Task details
Extract every line starting at the line that contains "Target: gymnast's outstretched arm" and ending with the final line of the data, inclusive; give only those lines, word for word.
----- Data listing -----
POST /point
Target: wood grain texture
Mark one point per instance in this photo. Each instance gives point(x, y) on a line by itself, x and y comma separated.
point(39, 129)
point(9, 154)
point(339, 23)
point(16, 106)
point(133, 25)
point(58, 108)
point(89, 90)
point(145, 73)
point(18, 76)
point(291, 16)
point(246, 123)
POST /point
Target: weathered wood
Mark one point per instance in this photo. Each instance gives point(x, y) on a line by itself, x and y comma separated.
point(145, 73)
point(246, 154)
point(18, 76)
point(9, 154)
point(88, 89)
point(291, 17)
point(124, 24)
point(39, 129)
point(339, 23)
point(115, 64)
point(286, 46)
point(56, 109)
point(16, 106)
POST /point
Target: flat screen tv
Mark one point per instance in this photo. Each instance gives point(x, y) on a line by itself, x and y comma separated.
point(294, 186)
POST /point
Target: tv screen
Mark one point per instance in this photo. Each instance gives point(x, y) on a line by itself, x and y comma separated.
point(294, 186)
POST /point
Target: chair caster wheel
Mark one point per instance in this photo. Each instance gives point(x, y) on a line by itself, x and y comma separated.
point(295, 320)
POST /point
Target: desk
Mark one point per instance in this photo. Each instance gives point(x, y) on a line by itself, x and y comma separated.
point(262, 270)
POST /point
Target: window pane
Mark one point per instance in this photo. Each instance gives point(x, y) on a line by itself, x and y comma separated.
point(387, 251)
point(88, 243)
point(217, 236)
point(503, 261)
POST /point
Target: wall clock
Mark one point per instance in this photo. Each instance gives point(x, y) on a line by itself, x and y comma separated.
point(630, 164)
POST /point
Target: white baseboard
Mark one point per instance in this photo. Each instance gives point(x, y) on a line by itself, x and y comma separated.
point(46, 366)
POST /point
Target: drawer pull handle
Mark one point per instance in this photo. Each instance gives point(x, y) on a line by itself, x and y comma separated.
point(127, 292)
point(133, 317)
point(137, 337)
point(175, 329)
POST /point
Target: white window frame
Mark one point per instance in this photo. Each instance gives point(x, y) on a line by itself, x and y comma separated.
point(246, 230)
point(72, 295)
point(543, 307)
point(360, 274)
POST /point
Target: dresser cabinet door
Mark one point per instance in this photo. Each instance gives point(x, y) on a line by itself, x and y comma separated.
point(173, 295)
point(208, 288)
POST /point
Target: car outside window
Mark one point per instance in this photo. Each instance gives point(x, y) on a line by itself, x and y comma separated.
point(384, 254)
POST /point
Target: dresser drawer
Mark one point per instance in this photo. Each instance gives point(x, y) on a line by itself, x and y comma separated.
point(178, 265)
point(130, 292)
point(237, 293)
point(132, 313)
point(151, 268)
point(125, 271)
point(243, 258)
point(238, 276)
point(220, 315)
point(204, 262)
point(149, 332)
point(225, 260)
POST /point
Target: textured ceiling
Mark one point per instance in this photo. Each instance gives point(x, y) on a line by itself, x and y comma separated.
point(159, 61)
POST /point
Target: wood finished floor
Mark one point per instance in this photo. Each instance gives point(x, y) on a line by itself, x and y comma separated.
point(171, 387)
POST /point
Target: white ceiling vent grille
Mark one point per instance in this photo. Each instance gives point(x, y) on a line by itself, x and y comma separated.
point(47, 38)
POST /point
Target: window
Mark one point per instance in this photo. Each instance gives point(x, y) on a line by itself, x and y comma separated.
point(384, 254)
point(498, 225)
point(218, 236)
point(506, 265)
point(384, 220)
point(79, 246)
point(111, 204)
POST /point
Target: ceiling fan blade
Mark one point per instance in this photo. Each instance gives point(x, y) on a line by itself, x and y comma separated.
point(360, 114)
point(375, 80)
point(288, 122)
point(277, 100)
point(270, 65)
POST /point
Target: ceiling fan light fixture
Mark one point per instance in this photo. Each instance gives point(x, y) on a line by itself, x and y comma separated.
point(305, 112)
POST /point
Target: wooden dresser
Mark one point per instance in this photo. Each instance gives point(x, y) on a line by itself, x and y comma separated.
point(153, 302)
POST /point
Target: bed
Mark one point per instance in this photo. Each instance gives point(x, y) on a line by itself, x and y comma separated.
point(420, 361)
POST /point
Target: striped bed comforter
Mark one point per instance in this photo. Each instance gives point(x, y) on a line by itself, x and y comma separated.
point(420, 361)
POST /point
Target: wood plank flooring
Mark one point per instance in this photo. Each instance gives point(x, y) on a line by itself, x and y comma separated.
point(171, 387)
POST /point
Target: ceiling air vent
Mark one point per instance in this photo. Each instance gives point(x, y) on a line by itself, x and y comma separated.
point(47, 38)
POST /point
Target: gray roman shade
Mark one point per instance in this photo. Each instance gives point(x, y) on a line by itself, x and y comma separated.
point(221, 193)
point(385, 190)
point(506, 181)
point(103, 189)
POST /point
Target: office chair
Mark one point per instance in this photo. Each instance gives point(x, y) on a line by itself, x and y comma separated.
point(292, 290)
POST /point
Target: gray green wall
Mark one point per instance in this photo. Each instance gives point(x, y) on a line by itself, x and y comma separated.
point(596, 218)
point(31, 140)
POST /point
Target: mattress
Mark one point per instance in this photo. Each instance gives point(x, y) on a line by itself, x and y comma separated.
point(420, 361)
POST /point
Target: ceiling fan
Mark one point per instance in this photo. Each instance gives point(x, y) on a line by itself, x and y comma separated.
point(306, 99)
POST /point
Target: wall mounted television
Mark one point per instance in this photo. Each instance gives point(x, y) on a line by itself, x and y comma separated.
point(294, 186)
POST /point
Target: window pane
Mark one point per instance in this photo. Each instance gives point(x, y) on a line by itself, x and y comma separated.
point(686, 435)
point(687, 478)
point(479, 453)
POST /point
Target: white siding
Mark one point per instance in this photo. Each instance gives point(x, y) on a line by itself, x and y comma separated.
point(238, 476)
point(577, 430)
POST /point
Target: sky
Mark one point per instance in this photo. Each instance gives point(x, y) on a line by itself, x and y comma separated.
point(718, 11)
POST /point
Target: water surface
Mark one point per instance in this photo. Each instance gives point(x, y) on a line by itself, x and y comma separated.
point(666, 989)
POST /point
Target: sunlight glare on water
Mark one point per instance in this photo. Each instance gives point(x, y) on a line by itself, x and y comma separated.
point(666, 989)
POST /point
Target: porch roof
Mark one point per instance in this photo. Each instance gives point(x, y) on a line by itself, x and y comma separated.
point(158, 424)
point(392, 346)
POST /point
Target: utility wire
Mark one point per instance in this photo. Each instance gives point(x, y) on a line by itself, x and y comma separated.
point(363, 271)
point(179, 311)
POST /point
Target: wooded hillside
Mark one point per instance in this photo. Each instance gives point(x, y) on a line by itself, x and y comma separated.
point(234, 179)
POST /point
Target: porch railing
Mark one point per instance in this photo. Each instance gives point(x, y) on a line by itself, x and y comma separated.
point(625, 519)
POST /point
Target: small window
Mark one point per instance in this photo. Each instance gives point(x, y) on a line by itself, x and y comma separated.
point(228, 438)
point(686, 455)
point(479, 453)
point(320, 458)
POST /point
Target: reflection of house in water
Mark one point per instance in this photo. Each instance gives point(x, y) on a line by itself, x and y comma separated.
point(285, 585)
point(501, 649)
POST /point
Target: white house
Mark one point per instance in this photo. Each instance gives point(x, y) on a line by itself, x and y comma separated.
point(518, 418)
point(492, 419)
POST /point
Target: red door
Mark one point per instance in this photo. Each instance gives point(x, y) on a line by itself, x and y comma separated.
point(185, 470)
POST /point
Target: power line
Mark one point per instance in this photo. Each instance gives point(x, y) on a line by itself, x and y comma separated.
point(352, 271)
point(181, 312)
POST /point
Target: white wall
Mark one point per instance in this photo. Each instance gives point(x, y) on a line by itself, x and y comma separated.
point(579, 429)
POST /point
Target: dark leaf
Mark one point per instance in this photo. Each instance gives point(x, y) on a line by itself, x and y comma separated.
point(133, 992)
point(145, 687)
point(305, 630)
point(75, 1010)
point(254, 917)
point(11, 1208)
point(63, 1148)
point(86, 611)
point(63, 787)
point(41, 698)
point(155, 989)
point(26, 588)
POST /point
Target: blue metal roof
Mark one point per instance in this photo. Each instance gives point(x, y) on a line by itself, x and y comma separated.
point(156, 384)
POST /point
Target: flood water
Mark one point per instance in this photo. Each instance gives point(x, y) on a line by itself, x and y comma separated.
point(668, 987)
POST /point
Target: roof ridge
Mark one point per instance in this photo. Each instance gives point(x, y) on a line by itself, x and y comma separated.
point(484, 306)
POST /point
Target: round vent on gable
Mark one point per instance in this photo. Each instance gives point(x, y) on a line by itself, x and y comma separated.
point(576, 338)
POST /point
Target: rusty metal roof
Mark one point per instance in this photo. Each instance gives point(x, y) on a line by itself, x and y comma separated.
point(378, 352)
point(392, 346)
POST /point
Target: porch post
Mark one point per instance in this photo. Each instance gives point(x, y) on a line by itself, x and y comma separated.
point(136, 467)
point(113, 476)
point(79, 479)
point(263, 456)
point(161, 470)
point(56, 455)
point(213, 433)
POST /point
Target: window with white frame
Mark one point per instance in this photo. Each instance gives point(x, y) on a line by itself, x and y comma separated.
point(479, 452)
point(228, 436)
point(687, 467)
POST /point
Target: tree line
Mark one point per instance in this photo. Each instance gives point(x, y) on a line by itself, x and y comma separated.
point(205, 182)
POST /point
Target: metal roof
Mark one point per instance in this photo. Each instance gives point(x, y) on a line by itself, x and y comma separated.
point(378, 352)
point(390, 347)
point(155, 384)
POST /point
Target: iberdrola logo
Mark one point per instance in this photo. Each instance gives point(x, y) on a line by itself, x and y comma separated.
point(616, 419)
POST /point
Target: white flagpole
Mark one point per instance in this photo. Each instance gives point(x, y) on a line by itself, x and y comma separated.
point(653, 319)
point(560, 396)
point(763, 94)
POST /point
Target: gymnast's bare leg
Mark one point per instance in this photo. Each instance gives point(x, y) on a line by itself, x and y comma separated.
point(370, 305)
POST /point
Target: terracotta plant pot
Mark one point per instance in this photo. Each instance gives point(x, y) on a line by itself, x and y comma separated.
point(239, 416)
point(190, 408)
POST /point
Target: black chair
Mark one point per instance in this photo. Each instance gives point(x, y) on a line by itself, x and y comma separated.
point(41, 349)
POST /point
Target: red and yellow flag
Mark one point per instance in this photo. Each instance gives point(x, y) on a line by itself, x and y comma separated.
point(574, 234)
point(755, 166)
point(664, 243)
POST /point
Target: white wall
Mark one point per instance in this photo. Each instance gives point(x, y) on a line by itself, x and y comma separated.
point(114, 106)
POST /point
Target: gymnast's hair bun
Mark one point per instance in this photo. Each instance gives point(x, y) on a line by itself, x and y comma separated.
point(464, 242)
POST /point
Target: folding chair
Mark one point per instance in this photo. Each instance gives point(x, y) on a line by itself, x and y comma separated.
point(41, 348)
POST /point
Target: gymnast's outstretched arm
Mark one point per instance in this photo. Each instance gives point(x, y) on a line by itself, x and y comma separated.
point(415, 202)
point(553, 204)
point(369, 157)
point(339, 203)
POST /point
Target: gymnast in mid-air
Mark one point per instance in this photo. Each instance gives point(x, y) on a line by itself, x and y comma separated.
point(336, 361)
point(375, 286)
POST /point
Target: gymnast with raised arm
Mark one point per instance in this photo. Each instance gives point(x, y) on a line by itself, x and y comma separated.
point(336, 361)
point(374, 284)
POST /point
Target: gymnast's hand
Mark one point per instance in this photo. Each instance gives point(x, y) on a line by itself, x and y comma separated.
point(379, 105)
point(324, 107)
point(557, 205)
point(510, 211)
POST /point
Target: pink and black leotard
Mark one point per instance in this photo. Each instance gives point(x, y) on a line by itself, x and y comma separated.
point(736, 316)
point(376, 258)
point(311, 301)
-----
Output of the exercise
Target: gymnast's outstretched arm
Mark one point per instance in this photo. Each instance gives point(x, y) on a line by itself, x and y comma separated.
point(415, 202)
point(553, 204)
point(369, 157)
point(339, 203)
POST /point
Target: gymnast in mid-air
Mark one point per instance in this photo. Each instance gives point(x, y) on a line by itself, x and y comma separated.
point(336, 361)
point(375, 286)
POST /point
Target: gymnast with raised arm
Mark one point per instance in this photo. Each instance gives point(x, y) on a line by itself, x and y comma separated.
point(336, 361)
point(374, 284)
POST /point
Target: gymnast's hand
Mark one point per instance in this photo. Each instance gives point(x, y) on a line by itself, x and y comma separated.
point(379, 105)
point(324, 107)
point(557, 205)
point(510, 211)
POST /point
Target: pink and black leotard
Mark one point per instance in this photo. Each instance gives point(x, y) on a line by itself, x and y comma separated.
point(736, 316)
point(376, 258)
point(311, 301)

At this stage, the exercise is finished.